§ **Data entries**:
____________

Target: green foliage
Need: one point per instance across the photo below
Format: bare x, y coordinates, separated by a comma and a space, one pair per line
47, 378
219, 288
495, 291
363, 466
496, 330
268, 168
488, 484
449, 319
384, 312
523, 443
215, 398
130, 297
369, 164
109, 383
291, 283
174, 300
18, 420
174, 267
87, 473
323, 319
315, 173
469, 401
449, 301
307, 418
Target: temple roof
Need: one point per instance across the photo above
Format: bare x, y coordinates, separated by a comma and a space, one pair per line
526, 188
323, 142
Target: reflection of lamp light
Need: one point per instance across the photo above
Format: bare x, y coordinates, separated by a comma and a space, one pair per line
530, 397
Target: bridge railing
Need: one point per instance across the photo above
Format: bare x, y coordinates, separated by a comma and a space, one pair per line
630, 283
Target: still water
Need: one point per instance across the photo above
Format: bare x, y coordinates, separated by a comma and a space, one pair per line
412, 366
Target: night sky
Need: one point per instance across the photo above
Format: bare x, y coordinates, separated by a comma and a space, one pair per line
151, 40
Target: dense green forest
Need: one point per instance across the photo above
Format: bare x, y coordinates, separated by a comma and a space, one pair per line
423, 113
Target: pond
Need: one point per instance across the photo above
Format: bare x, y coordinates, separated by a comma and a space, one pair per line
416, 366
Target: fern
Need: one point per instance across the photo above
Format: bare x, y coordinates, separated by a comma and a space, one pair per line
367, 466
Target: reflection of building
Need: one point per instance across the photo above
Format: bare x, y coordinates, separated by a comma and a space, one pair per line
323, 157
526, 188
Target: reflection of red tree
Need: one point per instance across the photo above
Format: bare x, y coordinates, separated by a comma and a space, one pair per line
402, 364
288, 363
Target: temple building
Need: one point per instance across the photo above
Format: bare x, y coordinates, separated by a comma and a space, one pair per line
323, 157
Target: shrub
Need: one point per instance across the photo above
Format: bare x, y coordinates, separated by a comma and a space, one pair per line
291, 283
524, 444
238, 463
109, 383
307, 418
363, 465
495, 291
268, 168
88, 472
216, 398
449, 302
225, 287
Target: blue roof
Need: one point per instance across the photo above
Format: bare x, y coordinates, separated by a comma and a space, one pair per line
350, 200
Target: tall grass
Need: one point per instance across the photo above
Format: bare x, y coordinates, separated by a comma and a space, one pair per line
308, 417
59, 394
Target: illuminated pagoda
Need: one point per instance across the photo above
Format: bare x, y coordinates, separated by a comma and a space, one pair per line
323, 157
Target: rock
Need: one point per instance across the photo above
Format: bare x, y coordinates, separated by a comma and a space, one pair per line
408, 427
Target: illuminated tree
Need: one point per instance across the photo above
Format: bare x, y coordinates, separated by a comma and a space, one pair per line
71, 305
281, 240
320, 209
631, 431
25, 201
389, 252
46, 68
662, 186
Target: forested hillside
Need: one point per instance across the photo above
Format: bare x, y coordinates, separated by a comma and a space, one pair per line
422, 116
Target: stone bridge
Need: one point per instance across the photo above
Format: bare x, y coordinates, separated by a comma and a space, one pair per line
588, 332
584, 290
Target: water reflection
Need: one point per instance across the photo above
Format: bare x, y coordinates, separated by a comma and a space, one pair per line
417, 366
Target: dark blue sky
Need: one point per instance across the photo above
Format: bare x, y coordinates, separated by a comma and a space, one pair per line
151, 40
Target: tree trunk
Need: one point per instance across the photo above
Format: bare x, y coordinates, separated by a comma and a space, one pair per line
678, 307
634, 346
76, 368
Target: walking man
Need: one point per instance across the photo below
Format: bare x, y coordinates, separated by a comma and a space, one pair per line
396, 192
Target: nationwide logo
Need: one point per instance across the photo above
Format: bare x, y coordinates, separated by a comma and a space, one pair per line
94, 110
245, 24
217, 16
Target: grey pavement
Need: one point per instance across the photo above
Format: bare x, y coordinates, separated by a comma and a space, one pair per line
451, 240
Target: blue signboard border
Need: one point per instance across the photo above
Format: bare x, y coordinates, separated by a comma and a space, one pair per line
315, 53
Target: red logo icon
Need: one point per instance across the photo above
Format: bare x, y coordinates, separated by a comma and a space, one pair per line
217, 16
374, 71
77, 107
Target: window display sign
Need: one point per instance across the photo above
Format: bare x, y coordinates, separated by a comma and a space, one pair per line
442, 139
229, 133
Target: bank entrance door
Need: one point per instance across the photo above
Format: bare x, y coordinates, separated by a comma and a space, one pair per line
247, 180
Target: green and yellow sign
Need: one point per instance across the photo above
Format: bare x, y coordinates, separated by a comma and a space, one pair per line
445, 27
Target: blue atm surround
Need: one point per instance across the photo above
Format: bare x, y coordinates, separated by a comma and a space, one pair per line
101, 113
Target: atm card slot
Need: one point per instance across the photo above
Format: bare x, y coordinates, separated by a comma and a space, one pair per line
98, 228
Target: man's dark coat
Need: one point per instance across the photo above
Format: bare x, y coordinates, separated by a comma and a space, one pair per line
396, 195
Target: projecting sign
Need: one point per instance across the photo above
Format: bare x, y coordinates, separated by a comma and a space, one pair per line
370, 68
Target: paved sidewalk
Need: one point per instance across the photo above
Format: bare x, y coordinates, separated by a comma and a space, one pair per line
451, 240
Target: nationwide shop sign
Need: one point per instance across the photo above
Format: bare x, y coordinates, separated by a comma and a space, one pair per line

____________

§ **Exercise description**: Reproduce the full set of records precisely.

§ **Written response**:
Target: green foliage
Need: one point per instance across the photo below
Format: bare x, y coordinates, separated by a comma and a space, one pair per line
47, 378
219, 288
495, 291
363, 466
496, 330
268, 168
488, 484
449, 319
384, 312
523, 443
215, 398
130, 297
369, 164
109, 383
291, 283
174, 300
18, 420
174, 267
87, 473
323, 319
315, 173
469, 401
449, 301
307, 418
Target: temple roof
Need: one point per instance across the photo above
Format: bare x, y coordinates, separated by a comma and a space, one pair per line
526, 188
323, 142
Target: reflection of lamp light
Need: one point per instance across the photo above
Format: bare x, y coordinates, separated by a comma and a space, one pair per line
530, 397
Target: bridge railing
Need: one point per instance across the photo above
Format: bare x, y coordinates, separated by a comma and a space, one pair per line
630, 283
Target: still water
Need: one point per instance across the photo above
Format: bare x, y coordinates, separated by a comma and a space, one pair per line
412, 366
Target: night sky
Need: one point per instance across the photo above
Format: bare x, y coordinates, separated by a comma and a space, one pair per line
151, 40
Target: dense green forest
Need: one point per instance across the photo above
Format: bare x, y coordinates, separated by a comma and a space, one pair per line
423, 113
Target: pond
Need: one point per instance across the photo above
Format: bare x, y coordinates, separated by a comma and a space, one pair per line
416, 366
Target: fern
Need: one point per instance across the photo above
Format: bare x, y coordinates, separated by a comma and a space, one pair per line
367, 466
Target: reflection of building
Need: one point per instance across the photo above
Format: bare x, y coordinates, separated by a comma and a space, one pair per line
323, 157
526, 188
Target: reflection of red tree
Need: one point per instance across the photo above
Format: bare x, y coordinates, separated by a comma and a space, one pair per line
402, 364
288, 363
Target: temple building
Need: one point per instance across the photo above
Format: bare x, y coordinates, separated by a comma and a space, one pair per line
323, 157
Target: shrub
Need: one point per instance across the photo above
Format: bare x, y coordinates, separated by a comma and a space, one pair per line
291, 283
524, 444
238, 463
109, 383
307, 418
363, 465
495, 291
268, 168
88, 472
216, 398
449, 302
225, 287
Target: blue roof
Need: one point per instance across the photo above
Format: bare x, y coordinates, separated by a comma and a space, one pair per line
350, 200
Target: tall grass
Need: one point per instance across the photo above
Format: bare x, y coordinates, separated by a comma and a space, one pair per line
308, 417
59, 394
Target: illuminated pagoda
Need: one point per instance across the photo above
Format: bare x, y coordinates, separated by a comma and a space, one pair per line
323, 157
Target: rock
Need: one point per instance across the photo above
Format: bare x, y coordinates, separated by a comma and a space, one pair per line
408, 427
Target: illuminated tree
Need: one point per instance across the photo above
Format: bare x, y coordinates, separated by a comma and a space, one pair per line
71, 305
281, 240
320, 209
631, 431
25, 201
389, 252
46, 68
662, 186
Target: forested hillside
Need: one point per instance across the photo above
Format: bare x, y coordinates, separated by a comma and a space, one pair per line
422, 116
Target: stone bridge
Need: one point per instance across the photo above
Format: bare x, y coordinates, separated by a comma and a space, one pair per line
588, 332
584, 290
Target: water reflection
Need: one point per instance across the photo above
Format: bare x, y coordinates, separated by a comma and a space, one pair per line
417, 366
Target: dark blue sky
Need: one point per instance across the photo above
Format: bare x, y coordinates, separated by a comma and a space, one pair per line
151, 40
Target: tree trunk
Need: one point per instance across the photo above
Format: bare x, y coordinates, separated by a comma and a space, one pair per line
678, 307
634, 346
76, 368
Target: walking man
Need: one point per instance across the photo below
Format: bare x, y coordinates, separated by a comma and a space, one pair per line
396, 192
Target: nationwide logo
Need: one point per instance across the photo above
Format: bare x, y coordinates, separated by a comma and a space, one pair per line
94, 110
245, 24
217, 16
Target: grey pavement
Need: one point per instance across the photo above
Format: bare x, y coordinates, separated by a comma and a space, one pair per line
451, 240
Target: blue signboard border
Need: one point per instance across the photo above
Format: bare x, y coordinates, separated by a comma and a space, one pair per line
315, 53
Target: red logo icon
Need: one point per instance across the photo above
Format: bare x, y coordinates, separated by a comma and a space, one pair per line
217, 16
374, 71
77, 107
Target: window display sign
Need: one point per instance across the photo above
Format: bare x, y coordinates, separated by a comma and a space, one pair per line
442, 139
229, 133
Target: bank entrance door
Need: one point per instance across the photo above
Format: bare x, y coordinates, separated by a comma and a space, one pair per line
247, 180
Target: green and yellow sign
Need: one point per instance across the photo above
Format: bare x, y coordinates, separated by a comma and a space, one pair per line
445, 27
Target: blue atm surround
Need: one point per instance across the photo above
Format: bare x, y coordinates, separated by a comma and a space, one pair per line
101, 113
Target: atm card slot
Need: one point per instance across the photo above
Format: bare x, y coordinates, separated by a comma and a space, one pair per line
98, 228
Target: man's dark coat
Need: one point per instance across the photo above
Format: bare x, y coordinates, separated by a comma and a space, one pair per line
396, 195
Target: projecting sign
Need: one point per instance across the photo above
Format: bare x, y coordinates, separated by a comma and a space, one pair per line
370, 68
Target: paved sidewalk
Need: one point per instance across the photo above
Format: bare x, y coordinates, separated by a comma and a space, one pair per line
451, 240
Target: nationwide shop sign
Need: one point per instance across the photo above
Format: bare x, y coordinates, separated by a comma and a space, one pair per line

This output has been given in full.